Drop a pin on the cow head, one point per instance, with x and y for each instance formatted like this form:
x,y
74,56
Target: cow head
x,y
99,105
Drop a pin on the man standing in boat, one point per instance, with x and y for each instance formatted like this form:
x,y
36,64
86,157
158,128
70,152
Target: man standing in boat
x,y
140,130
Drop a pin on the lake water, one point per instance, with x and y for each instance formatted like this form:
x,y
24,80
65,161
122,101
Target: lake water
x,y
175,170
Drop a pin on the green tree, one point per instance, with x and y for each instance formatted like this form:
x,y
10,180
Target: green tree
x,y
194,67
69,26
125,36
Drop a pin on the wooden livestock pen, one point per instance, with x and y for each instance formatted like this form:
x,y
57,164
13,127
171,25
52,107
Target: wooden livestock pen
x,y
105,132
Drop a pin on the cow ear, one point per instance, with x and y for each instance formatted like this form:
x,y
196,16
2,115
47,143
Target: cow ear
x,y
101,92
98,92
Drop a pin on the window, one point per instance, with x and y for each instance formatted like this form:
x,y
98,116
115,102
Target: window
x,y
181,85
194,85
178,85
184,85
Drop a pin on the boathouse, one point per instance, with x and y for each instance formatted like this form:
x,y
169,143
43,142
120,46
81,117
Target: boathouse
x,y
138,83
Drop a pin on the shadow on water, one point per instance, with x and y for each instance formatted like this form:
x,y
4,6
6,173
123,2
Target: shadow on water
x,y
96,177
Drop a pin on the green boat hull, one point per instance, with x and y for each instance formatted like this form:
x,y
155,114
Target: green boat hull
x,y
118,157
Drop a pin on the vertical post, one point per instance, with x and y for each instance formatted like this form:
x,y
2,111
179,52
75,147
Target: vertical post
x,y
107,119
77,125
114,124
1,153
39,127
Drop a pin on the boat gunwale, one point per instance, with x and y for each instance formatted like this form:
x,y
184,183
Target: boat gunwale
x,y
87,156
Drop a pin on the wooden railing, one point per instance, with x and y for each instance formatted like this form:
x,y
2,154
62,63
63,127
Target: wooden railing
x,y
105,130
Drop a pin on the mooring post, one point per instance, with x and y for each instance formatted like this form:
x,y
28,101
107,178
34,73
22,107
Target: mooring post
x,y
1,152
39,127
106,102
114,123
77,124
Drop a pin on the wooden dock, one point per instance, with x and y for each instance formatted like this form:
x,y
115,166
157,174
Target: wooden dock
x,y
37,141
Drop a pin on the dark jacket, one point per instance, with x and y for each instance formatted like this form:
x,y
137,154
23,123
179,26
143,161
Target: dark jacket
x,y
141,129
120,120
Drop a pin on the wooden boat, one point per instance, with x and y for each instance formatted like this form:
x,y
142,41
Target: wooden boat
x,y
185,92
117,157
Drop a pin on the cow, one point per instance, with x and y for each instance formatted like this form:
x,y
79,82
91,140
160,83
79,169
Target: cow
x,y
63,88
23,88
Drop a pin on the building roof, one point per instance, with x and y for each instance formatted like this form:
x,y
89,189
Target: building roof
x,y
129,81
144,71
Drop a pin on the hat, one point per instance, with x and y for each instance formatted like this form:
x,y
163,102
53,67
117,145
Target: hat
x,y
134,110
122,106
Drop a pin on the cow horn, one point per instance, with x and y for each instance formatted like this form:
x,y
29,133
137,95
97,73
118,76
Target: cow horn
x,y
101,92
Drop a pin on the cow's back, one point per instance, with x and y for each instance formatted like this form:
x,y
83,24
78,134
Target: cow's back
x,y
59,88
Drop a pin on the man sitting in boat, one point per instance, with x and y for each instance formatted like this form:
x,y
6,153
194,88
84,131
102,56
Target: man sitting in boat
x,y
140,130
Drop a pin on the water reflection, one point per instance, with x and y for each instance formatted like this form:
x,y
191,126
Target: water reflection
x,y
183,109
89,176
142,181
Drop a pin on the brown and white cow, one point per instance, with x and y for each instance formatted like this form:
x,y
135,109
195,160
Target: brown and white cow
-- -- --
__JOB__
Rewrite the material above, swapping "Drop a pin" for "Place a marker" wherever it occurs and leaving every other word, number and line as it is.

__WRITTEN RESPONSE__
Place a marker on the cow head, one point per instance, with x and y for each instance formatted like this form:
x,y
74,56
Target: cow head
x,y
99,105
Place a marker on the man standing in boat, one point per instance, with x and y for each instance formatted like this form:
x,y
36,64
86,157
158,128
70,152
Target: man standing in boat
x,y
140,130
Place a marker on the lake water, one point per instance, with x and y for each instance formatted like this form:
x,y
24,80
65,161
122,101
Target: lake water
x,y
175,170
Place a marker on the green tree, one point per instance, with x and y for each instance formatted like this form:
x,y
10,180
Target: green tree
x,y
194,67
69,26
125,36
Place a marker on the wooden livestock pen, one point per instance, with x and y for each instance formatted like this form:
x,y
57,164
13,127
171,25
52,107
Target: wooden livestock pen
x,y
105,132
Place a marker on the cow ear, one point per instance, with x and y for each instance formatted like this form:
x,y
196,16
2,115
47,143
Target: cow ear
x,y
101,92
98,92
Place a marker on the window, one point per instance, with x and y for each instance formatted like this form:
x,y
98,116
115,102
Target: window
x,y
181,85
194,85
178,85
184,85
Place a marker on the boathouse, one point per instance, with x and y for each instance formatted like this form:
x,y
169,143
43,142
120,46
81,117
Target: boathouse
x,y
138,83
Place a marker on the shadow on water, one point per instance, with x and y for each instance formatted like this form:
x,y
4,6
6,173
123,2
Target: shadow on water
x,y
96,177
Place a marker on the green boat hull, one point per instance, with x and y for each instance formatted like this form:
x,y
155,114
Target: green boat hull
x,y
118,157
Place a marker on the vertical post, one point per instance, with x and y for each instance formatted like this form:
x,y
2,111
179,52
75,147
Target: vertical post
x,y
107,119
77,125
114,124
1,153
39,127
Place a marker on the boat gunwale, one point per instance, with x and y for each instance formatted like this form:
x,y
184,183
Target: boat gunwale
x,y
87,156
Place a marker on the wooden railing, one point per instance, with x and y for each instance formatted like this form:
x,y
2,154
62,63
63,127
Target: wooden railing
x,y
105,130
Place a marker on the mooring post, one point per instance, with x and y for each instance formatted like this form:
x,y
28,101
107,178
34,73
22,107
Target: mooring post
x,y
1,152
39,127
106,102
114,123
77,124
Place a marker on the wooden dock, one point per instance, with x and y for each instance formatted like this form:
x,y
115,166
157,174
Target: wooden dock
x,y
37,141
Place a marker on the dark jacket, one point per instance, with x and y for each instance formatted like this form:
x,y
137,154
23,123
179,26
143,161
Target: dark jacket
x,y
141,129
120,120
Place a marker on the wooden boat, one point per instance, with x and y for each instance formatted like this form:
x,y
142,41
Target: wooden boat
x,y
185,92
117,157
Place a marker on the cow, one point per instance, with x and y for each instance formatted like this form:
x,y
79,82
91,140
160,83
79,169
Target: cow
x,y
63,88
23,88
Place a marker on the building roof, one point per instance, with x and y for each instance formatted like this form:
x,y
89,189
Target: building roof
x,y
129,81
144,71
Place a marker on the hat, one point per instance, with x and y for each instance formatted like this form:
x,y
163,102
53,67
117,145
Target: hat
x,y
134,110
122,106
Place a marker on the cow horn, one point per instance, with x and y for each instance formatted like this form:
x,y
29,133
137,95
97,73
118,76
Target: cow horn
x,y
101,92
Place a marker on the cow's back, one point per instance, with x and y for each instance formatted like this form:
x,y
83,24
78,134
Target: cow's back
x,y
59,88
Place a marker on the man sitting in boat, one point per instance, with x and y for each instance formatted like this form:
x,y
6,153
194,88
84,131
102,56
Target: man sitting in boat
x,y
140,130
Place a marker on the water reflection, one point per instance, with x and y for each instance formatted like this form:
x,y
191,126
Target: water reflection
x,y
183,109
89,176
142,181
Place a marker on the brown and white cow, one point per instance, with x and y for each instance formatted like this form:
x,y
135,109
195,160
Target: brown and white cow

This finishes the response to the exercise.